■ Provided text:
Bringing back the bay: Efforts to clean up protect and restore San Francisco Bay are creating an inviting refuge for wildlife-and people - Making a better west

Sunset, Jan, 2002 by Lisa Taggart

* The salty sparkling centerpiece of the San Francisco Bay Area is such an essential element of the region that most of us who live here take it completely for granted. Of course, we shouldn't.

From San Jose to Suisun City, San Francisco Bay has a profound influence on the more than 7 million people who live and work around it. It shapes our weather our economy, and our traffic patterns; it dictates where we collect in cities-where we live and where we work. It inspires us with its many-colored waters, temperamental fogs, wildlife, and fresh air. In short, it defines us.

The bay is also increasingly, our collective backyard, the place where we go for an hour or so to escape the workaday world. Here we can burn off tensions with a hike, a jog or a bike ride and we can reconnect with the natural world by enjoying the graceful flight of passing birds or the sometimes comic antics of barbor seals. And always, the bay is a place of subtle, but incomparable beauty.

January is a great time to visit the bay's shores to appreciate just how Important--and magnificent--the estuary is. Winter bird populations are at their peak, and storm-scrubbed skies offer brilliant views. Grab your binoculars and bit a trail, rent a kayak, or hop on a bicycle; there's more to see and do here than you might imagine.

■ Exercise brief: Return the passage of the San Francisco Bay article from "Bringing back the" to "it defines us.", copied word for word.

■ Dataset:

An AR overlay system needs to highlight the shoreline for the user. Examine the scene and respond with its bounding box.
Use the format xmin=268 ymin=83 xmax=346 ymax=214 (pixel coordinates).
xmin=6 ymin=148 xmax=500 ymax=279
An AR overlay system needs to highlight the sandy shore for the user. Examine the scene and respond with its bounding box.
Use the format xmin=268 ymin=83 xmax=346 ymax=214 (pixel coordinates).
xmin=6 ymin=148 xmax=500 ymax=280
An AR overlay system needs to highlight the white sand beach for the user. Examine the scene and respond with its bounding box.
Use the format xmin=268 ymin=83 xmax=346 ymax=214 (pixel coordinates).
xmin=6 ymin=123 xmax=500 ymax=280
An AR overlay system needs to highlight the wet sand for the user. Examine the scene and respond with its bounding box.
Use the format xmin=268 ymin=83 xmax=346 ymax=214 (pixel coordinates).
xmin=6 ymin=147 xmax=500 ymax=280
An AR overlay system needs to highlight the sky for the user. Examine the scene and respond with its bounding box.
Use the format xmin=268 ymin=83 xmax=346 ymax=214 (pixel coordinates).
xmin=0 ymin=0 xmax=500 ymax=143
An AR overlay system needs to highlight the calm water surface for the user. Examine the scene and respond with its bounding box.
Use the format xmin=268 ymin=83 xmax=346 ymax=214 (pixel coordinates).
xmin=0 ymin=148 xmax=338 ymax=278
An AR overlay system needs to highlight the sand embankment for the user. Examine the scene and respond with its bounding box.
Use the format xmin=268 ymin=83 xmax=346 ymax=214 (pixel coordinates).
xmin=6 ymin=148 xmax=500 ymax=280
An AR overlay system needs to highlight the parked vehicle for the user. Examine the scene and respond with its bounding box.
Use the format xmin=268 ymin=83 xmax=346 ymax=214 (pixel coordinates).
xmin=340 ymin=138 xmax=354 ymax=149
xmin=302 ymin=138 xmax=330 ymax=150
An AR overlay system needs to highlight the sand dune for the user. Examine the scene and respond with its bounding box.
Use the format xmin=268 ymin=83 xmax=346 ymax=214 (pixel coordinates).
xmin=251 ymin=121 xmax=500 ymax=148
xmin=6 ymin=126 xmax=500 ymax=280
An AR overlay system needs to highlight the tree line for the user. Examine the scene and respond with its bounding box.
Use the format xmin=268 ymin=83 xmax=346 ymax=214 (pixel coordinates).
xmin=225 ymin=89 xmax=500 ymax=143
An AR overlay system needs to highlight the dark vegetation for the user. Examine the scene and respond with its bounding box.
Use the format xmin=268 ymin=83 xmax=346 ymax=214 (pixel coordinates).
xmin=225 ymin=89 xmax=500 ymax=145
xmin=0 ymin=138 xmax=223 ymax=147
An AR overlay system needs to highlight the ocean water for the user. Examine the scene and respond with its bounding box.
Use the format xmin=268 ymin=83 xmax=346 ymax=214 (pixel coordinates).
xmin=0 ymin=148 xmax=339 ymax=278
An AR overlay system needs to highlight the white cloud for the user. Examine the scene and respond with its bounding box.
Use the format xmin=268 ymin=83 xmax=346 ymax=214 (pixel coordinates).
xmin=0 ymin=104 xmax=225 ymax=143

■ Answer to this task:
Bringing back the bay: Efforts to clean up protect and restore San Francisco Bay are creating an inviting refuge for wildlife-and people - Making a better west

Sunset, Jan, 2002 by Lisa Taggart

* The salty sparkling centerpiece of the San Francisco Bay Area is such an essential element of the region that most of us who live here take it completely for granted. Of course, we shouldn't.

From San Jose to Suisun City, San Francisco Bay has a profound influence on the more than 7 million people who live and work around it. It shapes our weather our economy, and our traffic patterns; it dictates where we collect in cities-where we live and where we work. It inspires us with its many-colored waters, temperamental fogs, wildlife, and fresh air. In short, it defines us.